___ Items ___

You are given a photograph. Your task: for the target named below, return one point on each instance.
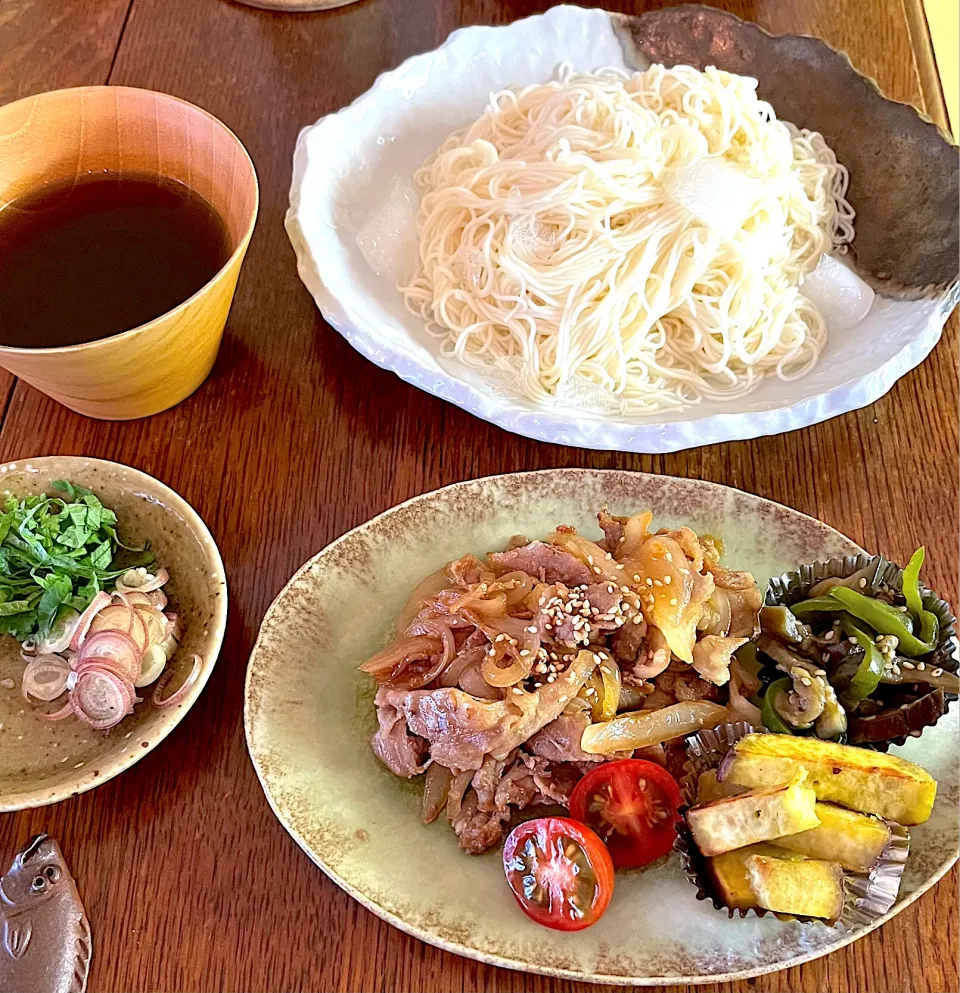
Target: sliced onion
(141, 580)
(45, 678)
(154, 622)
(112, 646)
(153, 663)
(60, 636)
(471, 656)
(436, 789)
(173, 625)
(159, 701)
(509, 675)
(400, 653)
(97, 664)
(101, 698)
(58, 715)
(437, 627)
(97, 604)
(124, 618)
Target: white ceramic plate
(346, 164)
(309, 716)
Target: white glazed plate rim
(322, 243)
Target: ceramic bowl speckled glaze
(347, 167)
(309, 716)
(43, 762)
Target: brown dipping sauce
(88, 259)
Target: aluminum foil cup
(867, 896)
(792, 587)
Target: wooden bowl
(55, 137)
(42, 762)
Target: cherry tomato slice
(632, 805)
(559, 871)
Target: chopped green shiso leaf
(56, 553)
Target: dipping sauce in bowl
(88, 259)
(125, 216)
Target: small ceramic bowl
(42, 762)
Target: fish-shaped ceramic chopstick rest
(45, 943)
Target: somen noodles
(642, 235)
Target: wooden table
(189, 880)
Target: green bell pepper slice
(772, 721)
(929, 625)
(818, 605)
(883, 618)
(867, 677)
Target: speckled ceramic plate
(42, 762)
(309, 715)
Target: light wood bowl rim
(233, 260)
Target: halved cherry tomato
(559, 871)
(632, 804)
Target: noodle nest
(553, 254)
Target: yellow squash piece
(641, 728)
(854, 840)
(858, 778)
(810, 888)
(728, 872)
(710, 788)
(760, 815)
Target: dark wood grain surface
(189, 881)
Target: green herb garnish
(56, 553)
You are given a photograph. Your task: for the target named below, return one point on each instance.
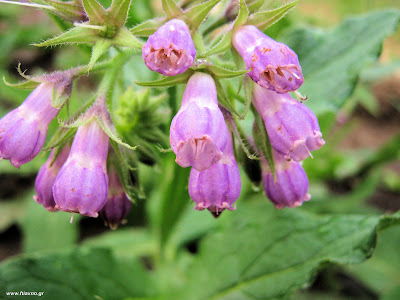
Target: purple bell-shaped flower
(170, 50)
(198, 131)
(272, 65)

___

Leaving the pictures aside, transcribe the entire listing exactly.

Answer below:
You are given a photograph. Your task: for the target named below, return one point on each instance.
Target: sliced onion
(141, 580)
(45, 678)
(154, 622)
(112, 646)
(153, 663)
(60, 636)
(471, 656)
(436, 789)
(173, 625)
(159, 701)
(509, 675)
(400, 653)
(97, 664)
(101, 698)
(58, 715)
(437, 627)
(97, 604)
(124, 618)
Target: white ceramic plate
(346, 164)
(309, 716)
Target: white glazed plate rim
(322, 243)
Target: ceramic bowl speckled glaze
(347, 167)
(309, 716)
(43, 762)
Target: brown dipping sauce
(88, 259)
Target: aluminum foil cup
(867, 896)
(792, 587)
Target: wooden bowl
(55, 137)
(42, 762)
Target: cherry tomato slice
(632, 805)
(559, 871)
Target: chopped green shiso leaf
(56, 553)
Target: dipping sauce in bowl
(88, 259)
(125, 216)
Target: small ceramic bowl
(42, 762)
Target: fish-shaped ceramic chopstick rest
(45, 943)
Target: somen noodles
(642, 235)
Target: wooden table
(189, 880)
Target: green bell pepper slice
(772, 721)
(929, 625)
(818, 605)
(883, 618)
(867, 677)
Target: speckled ceramic plate
(42, 762)
(309, 715)
Target: light wood bowl rim
(233, 260)
Target: halved cherry tomato
(559, 871)
(632, 804)
Target: noodle nest
(553, 254)
Target: yellow squash piece
(641, 728)
(854, 840)
(858, 778)
(810, 888)
(728, 872)
(710, 788)
(760, 815)
Target: dark wood grain surface
(189, 881)
Target: green herb garnish
(56, 553)
You are given a photograph. Your task: for the target named below, return one point on each instance.
Target: purple bell-shaped flower
(170, 50)
(198, 131)
(272, 65)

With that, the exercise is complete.